_SELECTED PASSAGE_.
>>>>

It also needs to be noticed that when the Secretary of State makes claims such as this—and I bear in mind particularly the speech of the hon. Member for Kingston-upon-Thames (Mr. Norman Lamont) about widowhood provision— the 1969 proposals gave a widow 100 per cent. of her husband's pension entitlement, and it was the best pension scheme deal for women anywhere in the world. It also included crediting forward, which the Government's proposals do not. Therefore, the 50 per cent. proposals of this Government in terms of widowhood are not even as good as those put forward in legislation which completed its Committee stage before the 1970 General Election.

Even with the revision of the accrual rates, which the right hon. Gentleman has discussed briefly and which we shall want to question him further about when we reach Amendments Nos. 61 and 91, women in their millions far into the future will be retiring on pensions which are so small, as a result of the provisions in the Bill—both in the occupational pension sphere and through the reserve scheme—that they will still have to depend upon means-tested supplementary benefits.

The right hon. Gentleman says that we are now giving women virtually equal accrual rates—but that applies if they are prepared to work to the age of 65. Many women will not be allowed by their firms to work until 65, and what a reflection it is on our social security legislation in 1973, when, in order to achieve some kind of paper parity, we are discussing some kind of arrangement which satisfies the Government and the Secretary of State, we have to devise a formula which provides that the only way of getting that equal accrual is for women to work until the age of 65 instead of the pensionable age of 60, as defined in all our post-war legislation.

<<<<

_GIVEN EXERCISE A_.
In the records, start at the line containing "Report one point per instance of the woman's hand" and end with the line containing "[(249, 126)]". Rewrite those lines, changing "Point coordinates" to "Point locations" and leaving everything else untouched.
The debate passage has no connection to the records that come after it.

_RECORDS FOR THIS TASK_.
>>>>

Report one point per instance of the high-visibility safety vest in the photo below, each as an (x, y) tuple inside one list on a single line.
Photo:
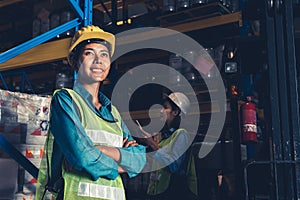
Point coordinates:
[(160, 179), (78, 184)]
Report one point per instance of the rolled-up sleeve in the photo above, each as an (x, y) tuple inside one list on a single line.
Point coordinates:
[(133, 158), (72, 140)]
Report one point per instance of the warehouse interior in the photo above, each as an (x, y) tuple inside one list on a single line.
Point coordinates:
[(254, 45)]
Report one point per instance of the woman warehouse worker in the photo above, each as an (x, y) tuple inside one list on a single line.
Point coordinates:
[(88, 144)]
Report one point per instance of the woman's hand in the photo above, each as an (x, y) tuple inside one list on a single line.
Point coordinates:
[(131, 143)]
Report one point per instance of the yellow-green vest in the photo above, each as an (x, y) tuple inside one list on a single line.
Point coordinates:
[(78, 184), (160, 179)]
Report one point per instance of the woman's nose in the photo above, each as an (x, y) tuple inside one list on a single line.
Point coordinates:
[(97, 60)]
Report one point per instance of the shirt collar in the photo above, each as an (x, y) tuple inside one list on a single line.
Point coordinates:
[(105, 110), (87, 96)]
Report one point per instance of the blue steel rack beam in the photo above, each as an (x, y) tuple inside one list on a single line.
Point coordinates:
[(83, 18)]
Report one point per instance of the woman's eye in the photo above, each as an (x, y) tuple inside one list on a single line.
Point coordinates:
[(87, 53), (105, 55)]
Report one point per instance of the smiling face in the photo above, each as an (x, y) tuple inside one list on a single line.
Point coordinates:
[(168, 114), (94, 64)]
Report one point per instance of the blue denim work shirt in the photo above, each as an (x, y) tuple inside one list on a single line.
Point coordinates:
[(72, 143)]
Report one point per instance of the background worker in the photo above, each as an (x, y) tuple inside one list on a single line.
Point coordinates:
[(88, 144), (170, 182)]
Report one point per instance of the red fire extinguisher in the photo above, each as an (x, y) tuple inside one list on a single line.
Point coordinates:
[(249, 126)]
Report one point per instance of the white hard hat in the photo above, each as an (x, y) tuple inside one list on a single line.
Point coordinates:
[(180, 100)]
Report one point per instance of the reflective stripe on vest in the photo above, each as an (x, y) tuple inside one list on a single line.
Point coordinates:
[(78, 184), (100, 191), (104, 137), (161, 184)]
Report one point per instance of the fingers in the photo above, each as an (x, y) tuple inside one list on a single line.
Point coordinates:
[(125, 140), (130, 143)]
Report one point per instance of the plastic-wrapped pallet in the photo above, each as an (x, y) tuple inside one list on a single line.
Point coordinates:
[(24, 123), (32, 110)]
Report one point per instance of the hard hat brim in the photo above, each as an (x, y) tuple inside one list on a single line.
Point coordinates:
[(110, 38)]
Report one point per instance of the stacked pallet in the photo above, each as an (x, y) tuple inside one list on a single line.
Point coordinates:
[(24, 123)]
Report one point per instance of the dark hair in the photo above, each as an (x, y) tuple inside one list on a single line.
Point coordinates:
[(74, 55), (176, 122)]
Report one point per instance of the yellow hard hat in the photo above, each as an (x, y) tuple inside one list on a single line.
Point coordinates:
[(91, 32), (180, 100)]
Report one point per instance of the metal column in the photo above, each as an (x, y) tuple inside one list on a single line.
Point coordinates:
[(284, 116)]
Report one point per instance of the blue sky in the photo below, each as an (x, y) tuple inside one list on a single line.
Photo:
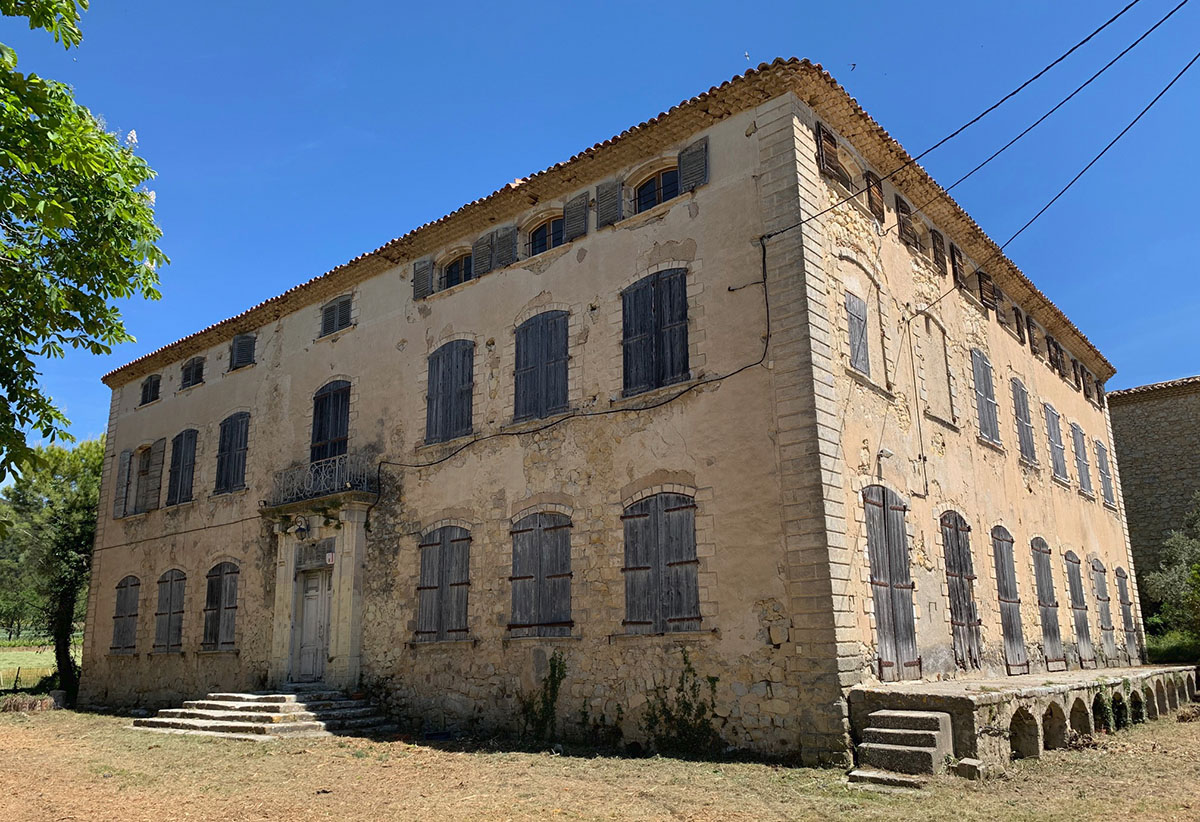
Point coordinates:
[(292, 137)]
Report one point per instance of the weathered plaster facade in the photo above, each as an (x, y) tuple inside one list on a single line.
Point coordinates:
[(1157, 435), (774, 437)]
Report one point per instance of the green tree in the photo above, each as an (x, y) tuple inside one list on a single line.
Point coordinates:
[(53, 505), (1175, 586), (77, 232)]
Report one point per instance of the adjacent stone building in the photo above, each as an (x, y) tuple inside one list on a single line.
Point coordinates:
[(1156, 431), (742, 381)]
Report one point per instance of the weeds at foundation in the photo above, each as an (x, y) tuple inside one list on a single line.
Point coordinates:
[(539, 711), (681, 723)]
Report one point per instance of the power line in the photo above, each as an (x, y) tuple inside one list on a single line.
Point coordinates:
[(966, 125)]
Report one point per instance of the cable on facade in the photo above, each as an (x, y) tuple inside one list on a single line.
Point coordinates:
[(966, 125)]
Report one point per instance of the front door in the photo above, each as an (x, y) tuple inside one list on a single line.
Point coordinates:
[(312, 643)]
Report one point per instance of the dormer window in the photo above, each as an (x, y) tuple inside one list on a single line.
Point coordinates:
[(192, 373), (659, 189), (150, 389), (547, 235), (457, 271)]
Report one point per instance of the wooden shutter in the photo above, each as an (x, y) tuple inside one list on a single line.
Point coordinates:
[(423, 279), (875, 196), (859, 349), (671, 316), (904, 223), (575, 217), (1079, 612), (1104, 611), (504, 252), (960, 579), (481, 255), (694, 166), (429, 589), (637, 336), (609, 203), (121, 492), (1024, 420), (939, 244), (1048, 606), (1015, 655), (827, 156), (641, 559)]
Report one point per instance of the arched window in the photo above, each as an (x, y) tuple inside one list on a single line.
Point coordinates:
[(541, 576), (168, 628), (150, 389), (442, 588), (125, 616), (547, 235), (192, 372), (659, 187), (330, 420), (459, 270), (220, 607), (661, 589)]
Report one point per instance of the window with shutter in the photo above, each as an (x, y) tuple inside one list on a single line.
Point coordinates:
[(1057, 450), (125, 616), (905, 226), (1024, 421), (192, 372), (875, 196), (335, 315), (985, 396), (150, 389), (541, 576), (220, 607), (661, 591), (1080, 444), (939, 243), (541, 364), (183, 467), (1102, 466), (654, 331), (827, 156), (856, 316), (330, 420), (451, 379), (241, 352), (658, 189), (168, 634), (232, 453), (443, 585)]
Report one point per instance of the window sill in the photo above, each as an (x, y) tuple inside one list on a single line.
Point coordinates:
[(863, 379), (993, 445), (648, 397), (685, 636)]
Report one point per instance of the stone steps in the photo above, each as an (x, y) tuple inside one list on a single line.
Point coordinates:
[(310, 712), (898, 747)]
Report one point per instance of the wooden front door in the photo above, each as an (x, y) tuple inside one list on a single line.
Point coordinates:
[(960, 581), (312, 643), (887, 547), (1048, 606), (1015, 657)]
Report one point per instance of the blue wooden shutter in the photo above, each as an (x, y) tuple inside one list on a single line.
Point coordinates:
[(859, 351)]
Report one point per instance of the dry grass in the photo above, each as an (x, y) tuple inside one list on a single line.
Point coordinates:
[(65, 766)]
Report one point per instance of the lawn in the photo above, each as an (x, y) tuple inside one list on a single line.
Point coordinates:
[(69, 766)]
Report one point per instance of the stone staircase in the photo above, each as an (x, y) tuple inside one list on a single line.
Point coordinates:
[(900, 748), (265, 717)]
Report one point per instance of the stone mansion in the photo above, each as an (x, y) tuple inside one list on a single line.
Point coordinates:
[(727, 382)]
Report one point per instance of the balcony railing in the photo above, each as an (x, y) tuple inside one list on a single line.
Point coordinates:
[(323, 478)]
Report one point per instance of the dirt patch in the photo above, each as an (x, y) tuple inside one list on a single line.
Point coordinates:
[(67, 766)]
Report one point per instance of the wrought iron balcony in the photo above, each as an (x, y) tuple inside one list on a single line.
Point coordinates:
[(324, 478)]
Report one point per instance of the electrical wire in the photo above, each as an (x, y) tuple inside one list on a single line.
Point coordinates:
[(966, 125)]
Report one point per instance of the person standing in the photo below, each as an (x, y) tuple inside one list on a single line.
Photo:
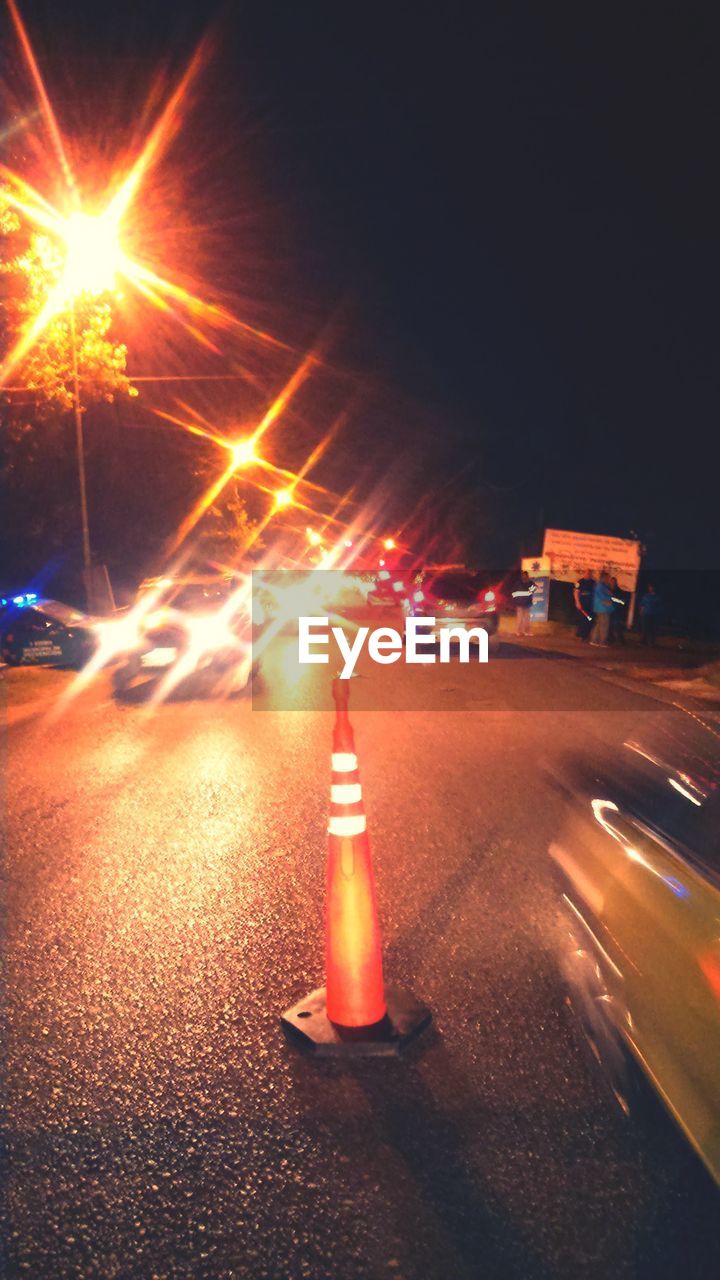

<<<<

_GIVEN EXERCISE B_.
According to the debate passage, what share of her husband's pension entitlement did the 1969 proposals give a widow?

_WRITTEN SOLUTION A_.
Report one point per instance of the woman's hand in the photo above, each as an (x, y) tuple inside one list on a single line.
Point locations:
[(131, 143)]
Report one point per instance of the yellow-green vest in the photo above, each as an (x, y) tuple inside one list on a single line.
Point locations:
[(78, 184), (160, 179)]
Report one point per instance of the woman's nose in the photo above, each as an (x, y) tuple inside one list on a single line.
Point locations:
[(97, 60)]
Report one point per instance of the shirt collar in the photo above, each as an (x, y) tuple inside one list on a single line.
Point locations:
[(105, 110), (87, 96)]
Report one point per instance of the blue steel rack beam in the photo above, each as an (x, y) tuple inside one list on a single line.
Point locations:
[(83, 18)]
Report one point per instance of the woman's eye in the photo above, each as an (x, y) tuple inside one list on a single line.
Point locations:
[(87, 53), (105, 55)]
Report one point per instance of the smiling face in the photo above, each as an (x, y) tuple inside one list on a single line.
Point locations:
[(168, 114), (94, 64)]
Report one point per instance of the blue denim work shirt in the photo above, each as an (x, y) tuple inside one list on a single line.
Point locations:
[(72, 143)]
Report one point per instance of the background worker in the photo above, each as an (x, y) tuple inside one list on a single line.
Point locations:
[(88, 144), (170, 182)]
Report one point per instance of the red fire extinguisher in the photo above, each as an (x, y) tuple inside one list on a single line.
Point locations:
[(249, 126)]

_WRITTEN SOLUTION B_.
100 per cent.